Рис. 4. «Воспоминания», Детство в старой Москве

Рис. 4. «Воспоминания», Детство в старой Москве

Лина Кертман приводит свидетельство Анастасии Цветаевой: «Детство в старой Москве дано отлично…».

«Такая высокая оценка, — продолжает Лина, — в ее устах поистине дорогого стоит: ведь ее «Воспоминания», многие страницы которых посвящены их с Мариной детству в те же годы и в той самой Москве, давно признаны классикой мемуарной литературы ХХ века, стоящей в одном ряду с высочайшими ее образцами».

А сейчас представим себя, нет, не профессиональным музыковедом, но воодушевленным меломаном, стоящим перед задачей: перевести в словесный текст звуковую палитру, скажем, 39-го фортепьянного этюда Сергея Рахманинова. Но так, чтобы наша словесная вязь была абсолютно адекватна нашим чувствам, вызванным музыкой гениального композитора.

Точно также трудно объяснить, даже самому себе, как живописцу Ирине Дмитренко удалось передать на листе бумаги и атмосферу домашнего уюта интеллигентной семьи начала ХХ века, и таинство рождественской елки, и ту безвозвратно канувшую в прошлое жизнь, в которой были сконцентрированы

«… Все мысли веков, все мечты, все миры, / Все будущее галерей и музеев, / Все шалости фей, все дела чародеев, / Все елки на свете, все сны детворы. / Весь трепет затепленных свечек, все цепи, / Все великолепье цветной мишуры…» (Б. Пастернак)

....

## [Задания]
1. Согласуется ли с отрывком каждое из утверждений (a), (b), (c)? Ответьте «да» или «нет» и приведите точную цитату из отрывка, которая это решает.
(a) Анастасия Цветаева сказала, что детство в старой Москве «дано отлично».
(b) Читателю предлагается представить себя профессиональным музыковедом.
(c) Стихотворные строки в конце отрывка принадлежат Марине Цветаевой.
2. Выпишите из отрывка без изменений фрагмент от слов «А сейчас представим» до слов «музыкой гениального композитора.».
Следующий далее материал с отрывком никак не связан.

....

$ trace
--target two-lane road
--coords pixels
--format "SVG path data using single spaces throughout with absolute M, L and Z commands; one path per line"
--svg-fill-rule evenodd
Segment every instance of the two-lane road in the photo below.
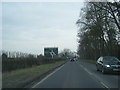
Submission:
M 95 70 L 94 64 L 67 62 L 33 88 L 118 88 L 118 76 L 103 75 Z

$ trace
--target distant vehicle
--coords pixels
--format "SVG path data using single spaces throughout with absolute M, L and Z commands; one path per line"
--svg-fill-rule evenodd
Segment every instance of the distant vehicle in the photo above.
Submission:
M 75 59 L 74 59 L 74 58 L 71 58 L 70 61 L 71 61 L 71 62 L 72 62 L 72 61 L 75 61 Z
M 120 72 L 120 60 L 111 56 L 101 56 L 96 62 L 97 71 L 103 74 L 108 72 Z

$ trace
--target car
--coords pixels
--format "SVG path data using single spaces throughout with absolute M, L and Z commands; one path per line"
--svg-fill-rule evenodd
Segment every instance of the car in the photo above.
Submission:
M 72 62 L 72 61 L 75 61 L 75 59 L 74 59 L 74 58 L 71 58 L 70 61 L 71 61 L 71 62 Z
M 97 71 L 103 74 L 109 72 L 120 72 L 120 60 L 112 56 L 101 56 L 96 62 Z

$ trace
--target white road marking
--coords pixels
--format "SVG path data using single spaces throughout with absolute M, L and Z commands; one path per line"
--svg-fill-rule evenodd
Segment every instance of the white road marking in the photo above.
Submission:
M 47 75 L 45 78 L 43 78 L 40 82 L 38 82 L 37 84 L 35 84 L 32 88 L 35 88 L 37 85 L 41 84 L 42 82 L 44 82 L 47 78 L 49 78 L 50 76 L 52 76 L 55 72 L 57 72 L 58 70 L 60 70 L 64 65 L 62 65 L 61 67 L 55 69 L 52 73 L 50 73 L 49 75 Z
M 107 88 L 107 89 L 109 89 L 109 87 L 106 85 L 106 84 L 104 84 L 101 80 L 100 80 L 100 78 L 99 77 L 97 77 L 96 75 L 94 75 L 93 73 L 91 73 L 87 68 L 85 68 L 83 65 L 79 65 L 80 67 L 82 67 L 87 73 L 89 73 L 90 75 L 92 75 L 92 76 L 94 76 L 94 77 L 96 77 L 97 79 L 98 79 L 98 81 L 105 87 L 105 88 Z

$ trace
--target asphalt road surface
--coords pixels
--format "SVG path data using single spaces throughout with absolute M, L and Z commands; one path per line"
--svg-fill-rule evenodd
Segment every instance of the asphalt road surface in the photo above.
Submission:
M 118 77 L 96 71 L 94 64 L 69 61 L 32 88 L 118 88 Z

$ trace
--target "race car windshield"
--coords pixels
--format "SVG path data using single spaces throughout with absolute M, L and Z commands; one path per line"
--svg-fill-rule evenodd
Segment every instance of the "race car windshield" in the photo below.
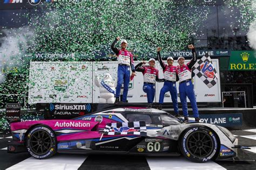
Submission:
M 160 116 L 164 126 L 179 124 L 181 123 L 180 120 L 171 115 L 160 115 Z

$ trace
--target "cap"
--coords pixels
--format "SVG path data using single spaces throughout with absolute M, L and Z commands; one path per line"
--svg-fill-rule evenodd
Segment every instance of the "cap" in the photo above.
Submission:
M 185 60 L 185 58 L 183 56 L 179 56 L 179 58 L 178 58 L 178 61 L 179 61 L 179 60 L 180 59 L 183 59 Z
M 167 60 L 168 60 L 169 59 L 171 59 L 172 60 L 172 61 L 173 61 L 173 58 L 172 58 L 172 56 L 169 56 L 169 58 L 167 58 Z
M 125 43 L 127 44 L 127 41 L 126 40 L 125 40 L 124 39 L 123 39 L 121 40 L 121 44 L 122 44 L 123 42 L 125 42 Z
M 149 60 L 149 62 L 151 61 L 154 61 L 156 62 L 156 60 L 154 58 L 151 58 Z

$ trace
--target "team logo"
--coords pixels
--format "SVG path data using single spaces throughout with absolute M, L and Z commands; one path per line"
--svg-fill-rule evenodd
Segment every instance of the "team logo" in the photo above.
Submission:
M 214 77 L 214 67 L 212 63 L 206 61 L 205 64 L 202 64 L 200 66 L 200 68 L 205 76 L 212 79 Z
M 41 0 L 29 0 L 28 2 L 31 5 L 37 5 L 41 2 Z

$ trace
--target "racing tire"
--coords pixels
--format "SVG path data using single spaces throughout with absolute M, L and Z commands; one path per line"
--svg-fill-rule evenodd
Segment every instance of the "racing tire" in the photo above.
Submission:
M 49 126 L 36 126 L 29 131 L 26 137 L 26 148 L 33 157 L 46 159 L 57 152 L 56 138 Z
M 179 146 L 183 155 L 196 162 L 214 159 L 219 150 L 215 133 L 204 126 L 188 128 L 180 139 Z

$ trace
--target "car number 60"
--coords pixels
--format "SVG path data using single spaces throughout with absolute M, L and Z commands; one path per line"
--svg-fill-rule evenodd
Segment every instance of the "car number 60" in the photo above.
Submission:
M 153 151 L 155 152 L 158 152 L 160 151 L 160 145 L 159 142 L 153 143 L 152 142 L 149 142 L 147 143 L 147 149 L 149 152 L 152 152 Z

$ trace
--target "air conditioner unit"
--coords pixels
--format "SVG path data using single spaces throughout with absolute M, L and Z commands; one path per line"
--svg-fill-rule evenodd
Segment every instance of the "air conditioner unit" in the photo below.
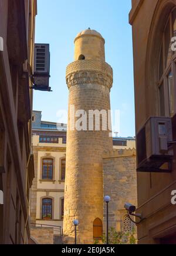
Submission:
M 168 172 L 171 170 L 174 152 L 171 119 L 151 117 L 137 135 L 138 172 Z
M 35 44 L 34 50 L 33 88 L 50 91 L 49 44 Z

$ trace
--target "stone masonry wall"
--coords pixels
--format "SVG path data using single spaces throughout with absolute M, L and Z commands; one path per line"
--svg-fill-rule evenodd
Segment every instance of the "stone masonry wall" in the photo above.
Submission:
M 53 244 L 53 228 L 43 227 L 31 228 L 31 237 L 38 244 Z

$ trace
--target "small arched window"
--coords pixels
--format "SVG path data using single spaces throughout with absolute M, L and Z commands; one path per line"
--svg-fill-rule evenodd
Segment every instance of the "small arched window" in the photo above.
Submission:
M 123 231 L 125 232 L 132 232 L 133 224 L 128 215 L 126 215 L 123 219 Z
M 103 224 L 99 218 L 97 218 L 93 222 L 93 239 L 100 240 L 103 237 Z
M 84 55 L 80 55 L 79 58 L 78 58 L 79 60 L 85 60 L 85 56 Z
M 158 66 L 158 93 L 160 114 L 172 117 L 174 109 L 174 91 L 176 90 L 176 51 L 174 37 L 176 36 L 176 8 L 170 13 L 163 35 Z M 175 40 L 174 40 L 175 42 Z
M 45 158 L 42 160 L 42 179 L 53 179 L 53 159 Z
M 52 219 L 52 199 L 51 198 L 43 198 L 42 199 L 42 213 L 43 219 Z
M 65 180 L 65 166 L 66 159 L 61 160 L 61 180 Z

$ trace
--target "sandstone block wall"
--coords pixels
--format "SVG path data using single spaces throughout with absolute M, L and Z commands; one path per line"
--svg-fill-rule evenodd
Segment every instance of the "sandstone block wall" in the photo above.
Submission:
M 103 156 L 103 190 L 109 195 L 109 227 L 123 231 L 126 202 L 137 205 L 136 150 L 114 150 Z M 106 227 L 106 204 L 104 204 L 104 230 Z
M 43 227 L 31 228 L 31 237 L 38 244 L 53 244 L 53 228 Z

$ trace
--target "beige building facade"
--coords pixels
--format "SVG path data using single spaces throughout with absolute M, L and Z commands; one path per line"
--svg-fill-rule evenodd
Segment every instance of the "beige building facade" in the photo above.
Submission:
M 66 125 L 41 121 L 41 116 L 40 111 L 33 111 L 35 176 L 31 198 L 31 235 L 39 244 L 43 235 L 43 244 L 53 244 L 55 235 L 60 237 L 63 229 Z M 49 240 L 45 238 L 48 229 Z

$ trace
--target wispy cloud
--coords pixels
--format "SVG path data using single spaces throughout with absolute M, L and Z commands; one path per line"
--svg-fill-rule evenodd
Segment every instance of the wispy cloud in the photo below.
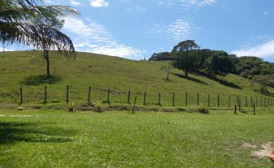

....

## [Ответы]
1.
(a) Да: «Детство в старой Москве дано отлично…».
(b) Нет: «нет, не профессиональным музыковедом, но воодушевленным меломаном».
(c) Нет: «(Б. Пастернак)».

2.
А сейчас представим себя, нет, не профессиональным музыковедом, но воодушевленным меломаном, стоящим перед задачей: перевести в словесный текст звуковую палитру, скажем, 39-го фортепьянного этюда Сергея Рахманинова. Но так, чтобы наша словесная вязь была абсолютно адекватна нашим чувствам, вызванным музыкой гениального композитора.